**Source text**
=== Section Start ===

When I was three and a half years old, I heard my big sister tell my mum that at school that day all the kids sat on the floor and watched The Neverending Story. Having never heard of the movie, I concluded that this was what school must be: sitting cross legged on the floor listening to a never-ending story. Page after page. The story never ended which was why school was for 12 years. I couldn’t wait to be old enough to get started.
After six years of Private Practice (which becomes nine years if you include the expanded universe of her parent show Grey’s Anatomy) I’ve come about as close to living my child’s version of school as I could hope to come. Every week while I lived in Shondaland, a fat white script would land in my trailer. Each one was another chapter unfolding the misadventures of the heros and heroines of Seaside Wellness. Even as an actor on the show there was a breathlessness about turning each page, not knowing who was going to fall into bed or fall to pieces next, or how medical history would be made this time.
My character, neurosurgeon Amelia Shepherd, wasn’t part of the original cast. I met Shonda Rhimes and appeared in the show in the third year of Private Practice.
The bizarre story of my joining the cast began when I was in college. In order to stave off insanity and tears during finals, I used to take extended coffee breaks during all night study sessions to watch marathon episodes of a new show called Grey’s Anatomy. It was about a group fumbling yet attractive interns trying to make their way in a world of high stakes and adrenaline while navigating the emotional and professional obstacle course that is post-grad. The show was like the Umami of television — salty and sweet. Simultaneously funny and devastating. Completely addictive.

=== Section End ===

**Dataset excerpt**
=== Section Start ===

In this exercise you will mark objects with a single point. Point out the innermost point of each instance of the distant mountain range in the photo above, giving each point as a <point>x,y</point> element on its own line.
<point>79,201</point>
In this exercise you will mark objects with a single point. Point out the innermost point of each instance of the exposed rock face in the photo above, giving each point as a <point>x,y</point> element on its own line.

=== Section End ===

**Tasks and exercises**
[a] According to the Private Practice essay, in which year of that show did Amelia Shepherd first appear?
[b] Please copy the Private Practice essay starting with "After six years" and going on through "made this time.", substituting "dressing room" for "trailer".
None of the data is needed here.

**Expected outputs**
[a] In the third year of Private Practice.

[b]
After six years of Private Practice (which becomes nine years if you include the expanded universe of her parent show Grey’s Anatomy) I’ve come about as close to living my child’s version of school as I could hope to come. Every week while I lived in Shondaland, a fat white script would land in my dressing room. Each one was another chapter unfolding the misadventures of the heros and heroines of Seaside Wellness. Even as an actor on the show there was a breathlessness about turning each page, not knowing who was going to fall into bed or fall to pieces next, or how medical history would be made this time.